Task description: Count the lines of the material below that contain the string "window". Reply with that number alone.

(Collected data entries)
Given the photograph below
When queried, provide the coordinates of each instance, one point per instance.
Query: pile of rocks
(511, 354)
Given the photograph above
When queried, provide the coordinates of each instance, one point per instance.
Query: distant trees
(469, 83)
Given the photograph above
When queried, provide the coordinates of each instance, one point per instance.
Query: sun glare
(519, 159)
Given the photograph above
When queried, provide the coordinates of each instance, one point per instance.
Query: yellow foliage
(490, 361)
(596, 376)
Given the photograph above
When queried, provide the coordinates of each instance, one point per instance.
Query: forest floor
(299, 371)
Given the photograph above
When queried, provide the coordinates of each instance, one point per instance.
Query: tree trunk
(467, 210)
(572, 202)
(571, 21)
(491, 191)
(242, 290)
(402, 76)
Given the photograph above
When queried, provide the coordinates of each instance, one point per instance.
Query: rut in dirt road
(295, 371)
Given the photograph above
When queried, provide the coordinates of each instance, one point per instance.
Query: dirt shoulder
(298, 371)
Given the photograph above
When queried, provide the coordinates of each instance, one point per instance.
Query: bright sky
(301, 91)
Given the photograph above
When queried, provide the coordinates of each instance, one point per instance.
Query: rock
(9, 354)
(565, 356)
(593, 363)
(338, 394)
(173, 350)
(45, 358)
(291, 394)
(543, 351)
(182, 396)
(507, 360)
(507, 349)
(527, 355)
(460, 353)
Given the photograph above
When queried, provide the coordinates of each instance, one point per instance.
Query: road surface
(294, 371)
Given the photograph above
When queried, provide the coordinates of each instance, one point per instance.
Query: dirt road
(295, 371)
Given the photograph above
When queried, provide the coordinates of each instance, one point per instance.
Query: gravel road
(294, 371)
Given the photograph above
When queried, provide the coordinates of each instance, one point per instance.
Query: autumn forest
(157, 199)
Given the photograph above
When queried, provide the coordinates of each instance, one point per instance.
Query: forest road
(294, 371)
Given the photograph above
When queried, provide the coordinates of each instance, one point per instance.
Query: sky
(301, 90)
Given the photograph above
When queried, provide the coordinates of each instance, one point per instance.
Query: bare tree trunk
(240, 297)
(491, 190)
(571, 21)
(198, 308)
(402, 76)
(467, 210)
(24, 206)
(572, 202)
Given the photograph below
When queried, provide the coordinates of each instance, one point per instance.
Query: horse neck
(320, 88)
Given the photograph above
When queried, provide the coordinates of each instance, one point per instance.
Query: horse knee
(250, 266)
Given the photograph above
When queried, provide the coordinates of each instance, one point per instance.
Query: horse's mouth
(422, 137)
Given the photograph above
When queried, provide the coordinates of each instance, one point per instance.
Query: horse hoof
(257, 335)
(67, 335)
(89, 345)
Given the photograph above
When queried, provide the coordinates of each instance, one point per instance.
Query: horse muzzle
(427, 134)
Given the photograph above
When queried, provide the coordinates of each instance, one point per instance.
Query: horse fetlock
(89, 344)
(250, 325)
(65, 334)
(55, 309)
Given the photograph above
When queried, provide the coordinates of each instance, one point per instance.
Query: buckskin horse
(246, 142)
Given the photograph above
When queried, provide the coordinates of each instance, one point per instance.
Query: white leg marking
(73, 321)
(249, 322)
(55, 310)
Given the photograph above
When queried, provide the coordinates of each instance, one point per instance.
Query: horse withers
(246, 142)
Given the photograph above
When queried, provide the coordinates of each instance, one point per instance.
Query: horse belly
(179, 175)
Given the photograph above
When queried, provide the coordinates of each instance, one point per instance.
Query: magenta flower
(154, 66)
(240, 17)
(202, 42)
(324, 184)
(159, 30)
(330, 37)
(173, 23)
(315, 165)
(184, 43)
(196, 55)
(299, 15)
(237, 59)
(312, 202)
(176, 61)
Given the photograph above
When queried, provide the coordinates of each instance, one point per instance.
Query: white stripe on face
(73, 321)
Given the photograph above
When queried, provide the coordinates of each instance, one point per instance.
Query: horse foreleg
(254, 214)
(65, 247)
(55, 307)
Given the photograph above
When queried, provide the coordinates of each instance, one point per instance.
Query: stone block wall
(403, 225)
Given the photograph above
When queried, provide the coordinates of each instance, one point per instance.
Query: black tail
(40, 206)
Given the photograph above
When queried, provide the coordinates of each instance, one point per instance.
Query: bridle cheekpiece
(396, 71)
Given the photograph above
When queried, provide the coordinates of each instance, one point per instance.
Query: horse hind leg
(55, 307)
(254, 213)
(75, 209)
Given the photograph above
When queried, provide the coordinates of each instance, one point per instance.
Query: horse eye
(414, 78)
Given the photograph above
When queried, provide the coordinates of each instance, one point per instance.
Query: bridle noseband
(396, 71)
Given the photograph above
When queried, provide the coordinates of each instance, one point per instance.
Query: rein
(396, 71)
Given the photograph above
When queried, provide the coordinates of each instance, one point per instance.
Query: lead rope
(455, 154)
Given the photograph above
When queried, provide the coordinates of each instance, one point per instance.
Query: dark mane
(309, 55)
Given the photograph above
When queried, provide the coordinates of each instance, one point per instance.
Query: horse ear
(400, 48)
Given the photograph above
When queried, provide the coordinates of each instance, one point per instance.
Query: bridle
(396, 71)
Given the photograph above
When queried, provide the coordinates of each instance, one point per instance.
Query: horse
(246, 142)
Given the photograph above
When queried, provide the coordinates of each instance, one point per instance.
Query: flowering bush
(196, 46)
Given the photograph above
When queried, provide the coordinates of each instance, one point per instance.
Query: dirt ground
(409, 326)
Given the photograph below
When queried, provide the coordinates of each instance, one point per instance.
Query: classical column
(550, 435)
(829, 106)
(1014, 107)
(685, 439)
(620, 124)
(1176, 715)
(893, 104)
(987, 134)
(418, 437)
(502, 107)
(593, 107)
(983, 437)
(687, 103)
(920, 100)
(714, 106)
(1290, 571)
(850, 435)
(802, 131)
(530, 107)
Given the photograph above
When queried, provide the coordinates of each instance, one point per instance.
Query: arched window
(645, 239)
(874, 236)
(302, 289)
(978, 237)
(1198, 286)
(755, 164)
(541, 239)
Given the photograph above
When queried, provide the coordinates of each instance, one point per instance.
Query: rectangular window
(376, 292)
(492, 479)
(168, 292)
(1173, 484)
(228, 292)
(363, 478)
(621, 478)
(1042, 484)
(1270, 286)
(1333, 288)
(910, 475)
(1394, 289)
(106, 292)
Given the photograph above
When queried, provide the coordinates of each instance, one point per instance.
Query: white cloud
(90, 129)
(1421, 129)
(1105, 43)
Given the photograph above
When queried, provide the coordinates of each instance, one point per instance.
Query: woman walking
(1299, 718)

Solution to the exercise: 2